Please report every line of the records below that contains the string "road", copying each such line in full. Matching is case-sensitive.

(Records excerpted from a collection)
+++

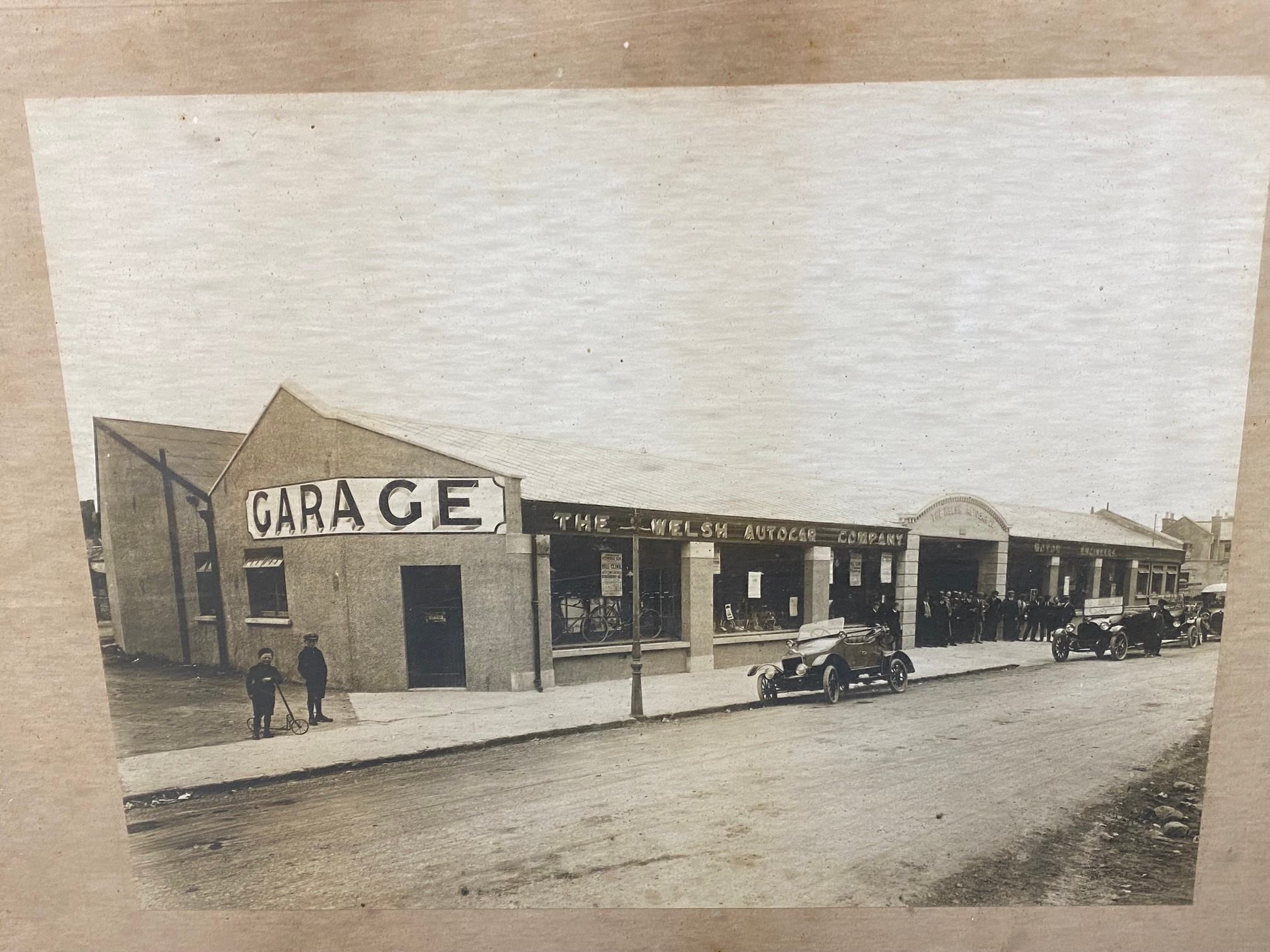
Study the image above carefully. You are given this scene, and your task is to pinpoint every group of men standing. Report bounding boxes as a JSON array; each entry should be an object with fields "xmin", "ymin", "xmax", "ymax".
[{"xmin": 917, "ymin": 591, "xmax": 1076, "ymax": 647}]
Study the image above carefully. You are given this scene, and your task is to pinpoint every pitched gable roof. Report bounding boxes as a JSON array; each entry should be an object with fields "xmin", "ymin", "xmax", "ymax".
[{"xmin": 93, "ymin": 416, "xmax": 244, "ymax": 492}]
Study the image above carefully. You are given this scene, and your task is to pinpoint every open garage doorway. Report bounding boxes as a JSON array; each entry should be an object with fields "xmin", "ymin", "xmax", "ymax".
[{"xmin": 917, "ymin": 537, "xmax": 996, "ymax": 596}]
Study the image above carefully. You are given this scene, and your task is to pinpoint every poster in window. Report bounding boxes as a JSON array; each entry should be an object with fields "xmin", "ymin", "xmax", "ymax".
[{"xmin": 600, "ymin": 552, "xmax": 622, "ymax": 598}]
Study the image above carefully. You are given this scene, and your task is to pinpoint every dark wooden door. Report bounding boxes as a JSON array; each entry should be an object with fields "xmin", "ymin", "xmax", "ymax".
[{"xmin": 401, "ymin": 565, "xmax": 467, "ymax": 688}]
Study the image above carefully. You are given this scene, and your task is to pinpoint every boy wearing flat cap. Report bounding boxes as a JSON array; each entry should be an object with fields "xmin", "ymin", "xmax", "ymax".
[
  {"xmin": 296, "ymin": 632, "xmax": 331, "ymax": 723},
  {"xmin": 246, "ymin": 647, "xmax": 282, "ymax": 740}
]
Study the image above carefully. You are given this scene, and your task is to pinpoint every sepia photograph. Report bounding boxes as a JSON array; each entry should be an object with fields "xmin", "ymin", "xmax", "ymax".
[{"xmin": 25, "ymin": 78, "xmax": 1270, "ymax": 910}]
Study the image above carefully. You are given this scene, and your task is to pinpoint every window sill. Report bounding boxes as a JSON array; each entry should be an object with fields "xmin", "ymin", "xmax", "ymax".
[{"xmin": 551, "ymin": 641, "xmax": 689, "ymax": 657}]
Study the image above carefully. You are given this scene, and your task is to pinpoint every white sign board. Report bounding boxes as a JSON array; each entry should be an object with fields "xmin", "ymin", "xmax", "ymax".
[
  {"xmin": 246, "ymin": 476, "xmax": 506, "ymax": 540},
  {"xmin": 1085, "ymin": 597, "xmax": 1124, "ymax": 617},
  {"xmin": 600, "ymin": 552, "xmax": 622, "ymax": 598}
]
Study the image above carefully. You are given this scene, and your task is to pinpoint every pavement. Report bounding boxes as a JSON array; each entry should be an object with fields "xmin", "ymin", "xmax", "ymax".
[
  {"xmin": 127, "ymin": 645, "xmax": 1218, "ymax": 909},
  {"xmin": 120, "ymin": 641, "xmax": 1053, "ymax": 802}
]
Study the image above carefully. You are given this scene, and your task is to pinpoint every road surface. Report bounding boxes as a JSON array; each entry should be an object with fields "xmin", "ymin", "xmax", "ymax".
[{"xmin": 129, "ymin": 643, "xmax": 1218, "ymax": 909}]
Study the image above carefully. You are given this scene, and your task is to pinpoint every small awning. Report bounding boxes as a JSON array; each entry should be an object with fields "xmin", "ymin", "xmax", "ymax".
[{"xmin": 243, "ymin": 558, "xmax": 282, "ymax": 569}]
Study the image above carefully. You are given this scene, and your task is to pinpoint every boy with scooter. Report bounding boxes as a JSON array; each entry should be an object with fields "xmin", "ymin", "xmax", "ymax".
[{"xmin": 246, "ymin": 647, "xmax": 282, "ymax": 740}]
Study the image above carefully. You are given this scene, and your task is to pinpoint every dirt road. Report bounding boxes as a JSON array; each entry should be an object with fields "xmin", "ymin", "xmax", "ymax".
[{"xmin": 129, "ymin": 645, "xmax": 1218, "ymax": 909}]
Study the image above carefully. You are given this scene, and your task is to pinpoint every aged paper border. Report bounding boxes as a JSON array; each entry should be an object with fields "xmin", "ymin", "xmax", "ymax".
[{"xmin": 0, "ymin": 0, "xmax": 1270, "ymax": 952}]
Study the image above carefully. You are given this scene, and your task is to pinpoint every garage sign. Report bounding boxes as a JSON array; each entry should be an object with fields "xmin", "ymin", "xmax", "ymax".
[{"xmin": 246, "ymin": 476, "xmax": 506, "ymax": 540}]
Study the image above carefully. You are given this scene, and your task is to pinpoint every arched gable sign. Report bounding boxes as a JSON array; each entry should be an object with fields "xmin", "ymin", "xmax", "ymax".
[{"xmin": 900, "ymin": 494, "xmax": 1010, "ymax": 542}]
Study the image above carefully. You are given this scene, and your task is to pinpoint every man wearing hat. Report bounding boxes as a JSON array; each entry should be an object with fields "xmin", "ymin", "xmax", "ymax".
[
  {"xmin": 246, "ymin": 647, "xmax": 282, "ymax": 740},
  {"xmin": 296, "ymin": 632, "xmax": 331, "ymax": 723}
]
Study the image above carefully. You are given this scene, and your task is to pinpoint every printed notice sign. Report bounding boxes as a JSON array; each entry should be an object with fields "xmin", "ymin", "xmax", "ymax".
[
  {"xmin": 600, "ymin": 552, "xmax": 622, "ymax": 598},
  {"xmin": 246, "ymin": 476, "xmax": 506, "ymax": 540}
]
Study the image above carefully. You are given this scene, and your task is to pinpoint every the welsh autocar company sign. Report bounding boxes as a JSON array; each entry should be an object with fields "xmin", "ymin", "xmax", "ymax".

+++

=== Finished task ===
Study the image above carefully. You are given this scene, and your task is to pinpoint every road surface. Report bounding boxes as a JSON array; each entry should be an object with fields "xmin", "ymin", "xmax", "ymax".
Study the image above carefully. You are given this scene, and your task is to pinpoint every dirt road. Report bounding boxes as a JSON array; each entry should be an object with fields "xmin", "ymin", "xmax", "ymax".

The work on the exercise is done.